What you have to do:
In the entries below, the lines from the one with "Target: fence post" through the one with "Task: Where can the white prayer" are to be copied exactly; both ends count.

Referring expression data
»»

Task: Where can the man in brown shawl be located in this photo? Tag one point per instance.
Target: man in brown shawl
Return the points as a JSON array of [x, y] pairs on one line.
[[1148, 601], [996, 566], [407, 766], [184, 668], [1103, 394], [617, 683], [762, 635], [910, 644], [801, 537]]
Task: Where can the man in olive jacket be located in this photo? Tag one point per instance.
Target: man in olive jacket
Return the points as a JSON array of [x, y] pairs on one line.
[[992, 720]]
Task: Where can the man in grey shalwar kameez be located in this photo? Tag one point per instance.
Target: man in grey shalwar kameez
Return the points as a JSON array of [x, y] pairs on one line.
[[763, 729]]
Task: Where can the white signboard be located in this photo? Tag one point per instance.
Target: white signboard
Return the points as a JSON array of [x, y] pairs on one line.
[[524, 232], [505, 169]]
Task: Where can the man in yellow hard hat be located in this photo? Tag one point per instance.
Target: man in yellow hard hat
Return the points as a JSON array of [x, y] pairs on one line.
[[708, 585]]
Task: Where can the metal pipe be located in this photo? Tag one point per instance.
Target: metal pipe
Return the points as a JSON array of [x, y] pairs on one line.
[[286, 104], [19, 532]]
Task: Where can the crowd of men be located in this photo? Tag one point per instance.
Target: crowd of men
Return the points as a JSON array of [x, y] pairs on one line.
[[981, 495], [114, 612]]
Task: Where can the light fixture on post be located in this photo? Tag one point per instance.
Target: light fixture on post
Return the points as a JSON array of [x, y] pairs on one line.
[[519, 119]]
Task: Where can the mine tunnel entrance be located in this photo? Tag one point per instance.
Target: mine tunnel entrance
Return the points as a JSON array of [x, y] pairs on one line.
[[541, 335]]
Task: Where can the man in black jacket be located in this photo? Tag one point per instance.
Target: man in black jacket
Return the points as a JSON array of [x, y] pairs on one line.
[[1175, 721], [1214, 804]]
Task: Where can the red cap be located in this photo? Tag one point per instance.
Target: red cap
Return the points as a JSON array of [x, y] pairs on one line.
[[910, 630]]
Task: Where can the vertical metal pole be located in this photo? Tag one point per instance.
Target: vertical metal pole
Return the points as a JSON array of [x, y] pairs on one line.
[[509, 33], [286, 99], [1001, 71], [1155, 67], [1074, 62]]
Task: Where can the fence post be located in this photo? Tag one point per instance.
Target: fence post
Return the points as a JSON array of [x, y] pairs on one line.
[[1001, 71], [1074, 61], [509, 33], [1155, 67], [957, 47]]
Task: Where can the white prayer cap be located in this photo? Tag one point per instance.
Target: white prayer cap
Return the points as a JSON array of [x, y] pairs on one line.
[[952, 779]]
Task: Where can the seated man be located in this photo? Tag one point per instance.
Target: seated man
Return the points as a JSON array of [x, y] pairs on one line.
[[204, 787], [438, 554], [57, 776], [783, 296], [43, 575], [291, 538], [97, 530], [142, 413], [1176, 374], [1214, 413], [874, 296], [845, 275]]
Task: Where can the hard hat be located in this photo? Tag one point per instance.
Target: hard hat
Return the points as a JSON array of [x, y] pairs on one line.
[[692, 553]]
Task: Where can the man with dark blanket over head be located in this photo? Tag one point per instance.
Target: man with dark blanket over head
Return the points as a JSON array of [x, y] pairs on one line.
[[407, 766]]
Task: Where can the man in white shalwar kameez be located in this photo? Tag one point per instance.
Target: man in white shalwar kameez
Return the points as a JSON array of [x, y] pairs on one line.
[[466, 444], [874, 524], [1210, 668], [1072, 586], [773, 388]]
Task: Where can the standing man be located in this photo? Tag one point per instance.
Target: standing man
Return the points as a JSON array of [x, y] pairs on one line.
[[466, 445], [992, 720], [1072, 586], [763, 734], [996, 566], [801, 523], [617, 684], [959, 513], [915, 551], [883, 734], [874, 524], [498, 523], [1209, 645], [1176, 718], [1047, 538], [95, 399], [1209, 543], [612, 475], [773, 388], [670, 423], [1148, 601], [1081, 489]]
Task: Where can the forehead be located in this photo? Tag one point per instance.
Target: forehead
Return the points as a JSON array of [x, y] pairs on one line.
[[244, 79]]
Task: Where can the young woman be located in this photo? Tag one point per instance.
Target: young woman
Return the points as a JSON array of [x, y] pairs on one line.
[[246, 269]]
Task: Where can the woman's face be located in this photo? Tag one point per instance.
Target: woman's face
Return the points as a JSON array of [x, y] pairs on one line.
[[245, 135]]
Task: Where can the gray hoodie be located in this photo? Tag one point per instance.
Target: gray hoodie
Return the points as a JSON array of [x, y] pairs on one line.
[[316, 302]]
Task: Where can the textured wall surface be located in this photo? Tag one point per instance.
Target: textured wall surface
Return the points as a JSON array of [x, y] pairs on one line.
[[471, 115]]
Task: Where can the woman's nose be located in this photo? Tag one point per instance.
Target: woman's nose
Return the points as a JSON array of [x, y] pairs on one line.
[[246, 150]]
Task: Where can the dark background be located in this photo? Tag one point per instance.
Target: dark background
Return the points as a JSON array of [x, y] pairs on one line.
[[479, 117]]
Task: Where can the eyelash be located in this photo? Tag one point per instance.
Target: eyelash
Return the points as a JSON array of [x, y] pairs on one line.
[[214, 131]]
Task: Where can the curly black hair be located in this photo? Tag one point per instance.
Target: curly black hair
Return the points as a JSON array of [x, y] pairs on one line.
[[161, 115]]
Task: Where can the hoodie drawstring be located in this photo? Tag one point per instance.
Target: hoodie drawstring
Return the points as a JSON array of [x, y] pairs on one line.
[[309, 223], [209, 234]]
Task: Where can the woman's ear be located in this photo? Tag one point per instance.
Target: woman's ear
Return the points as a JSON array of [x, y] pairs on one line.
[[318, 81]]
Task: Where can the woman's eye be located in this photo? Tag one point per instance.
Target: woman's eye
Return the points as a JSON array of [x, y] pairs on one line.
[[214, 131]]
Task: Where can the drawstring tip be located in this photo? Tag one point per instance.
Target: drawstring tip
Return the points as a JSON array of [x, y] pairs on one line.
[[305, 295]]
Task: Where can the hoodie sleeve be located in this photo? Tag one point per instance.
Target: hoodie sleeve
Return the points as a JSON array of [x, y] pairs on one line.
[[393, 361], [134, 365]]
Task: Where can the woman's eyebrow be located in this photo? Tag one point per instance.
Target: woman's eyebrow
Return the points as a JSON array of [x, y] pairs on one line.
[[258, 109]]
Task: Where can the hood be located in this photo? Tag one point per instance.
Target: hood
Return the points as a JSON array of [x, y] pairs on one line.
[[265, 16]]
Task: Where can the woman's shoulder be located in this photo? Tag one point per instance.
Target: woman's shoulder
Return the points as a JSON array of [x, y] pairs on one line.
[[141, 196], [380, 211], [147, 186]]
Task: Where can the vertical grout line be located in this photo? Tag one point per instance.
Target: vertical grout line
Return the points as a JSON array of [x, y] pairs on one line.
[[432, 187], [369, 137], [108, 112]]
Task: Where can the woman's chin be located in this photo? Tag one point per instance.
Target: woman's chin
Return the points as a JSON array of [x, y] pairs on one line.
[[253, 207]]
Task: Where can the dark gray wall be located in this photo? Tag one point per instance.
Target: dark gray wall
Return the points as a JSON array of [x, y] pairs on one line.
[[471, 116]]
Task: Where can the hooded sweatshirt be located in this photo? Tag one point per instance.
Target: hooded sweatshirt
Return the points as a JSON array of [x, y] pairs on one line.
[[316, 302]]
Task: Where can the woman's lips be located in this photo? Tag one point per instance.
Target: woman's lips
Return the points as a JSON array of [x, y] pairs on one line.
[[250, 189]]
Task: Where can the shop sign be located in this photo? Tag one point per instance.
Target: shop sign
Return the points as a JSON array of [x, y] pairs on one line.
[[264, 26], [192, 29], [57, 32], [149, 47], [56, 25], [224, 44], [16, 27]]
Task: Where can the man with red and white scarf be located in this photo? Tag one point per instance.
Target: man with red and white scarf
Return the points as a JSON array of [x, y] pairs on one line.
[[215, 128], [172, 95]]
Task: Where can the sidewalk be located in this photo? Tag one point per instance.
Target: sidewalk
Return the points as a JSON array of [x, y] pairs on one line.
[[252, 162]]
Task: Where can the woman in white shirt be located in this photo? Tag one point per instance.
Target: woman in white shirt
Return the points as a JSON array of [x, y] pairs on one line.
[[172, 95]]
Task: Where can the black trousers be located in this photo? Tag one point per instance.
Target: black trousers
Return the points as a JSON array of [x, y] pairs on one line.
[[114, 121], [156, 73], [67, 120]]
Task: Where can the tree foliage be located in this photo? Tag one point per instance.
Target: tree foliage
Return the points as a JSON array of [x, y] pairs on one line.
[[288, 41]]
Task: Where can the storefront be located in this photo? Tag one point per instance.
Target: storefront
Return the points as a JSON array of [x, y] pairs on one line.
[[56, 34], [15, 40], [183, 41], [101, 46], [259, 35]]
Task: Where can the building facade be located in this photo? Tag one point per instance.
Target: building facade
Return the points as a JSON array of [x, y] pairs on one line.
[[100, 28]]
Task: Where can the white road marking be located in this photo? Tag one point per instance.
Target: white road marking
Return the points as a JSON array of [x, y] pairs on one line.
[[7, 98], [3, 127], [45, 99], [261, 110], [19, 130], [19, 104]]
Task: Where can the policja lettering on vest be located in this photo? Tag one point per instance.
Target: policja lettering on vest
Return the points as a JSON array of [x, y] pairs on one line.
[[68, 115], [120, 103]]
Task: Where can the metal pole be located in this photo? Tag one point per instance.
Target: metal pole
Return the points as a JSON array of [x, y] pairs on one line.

««

Output below:
Target: fence post
Return the points as a JSON array of [x, y] pairs on one line.
[[1001, 71], [1074, 61], [509, 33], [1155, 67], [957, 47]]
Task: Where can the white prayer cap be located in this photo? Tag one point per instance.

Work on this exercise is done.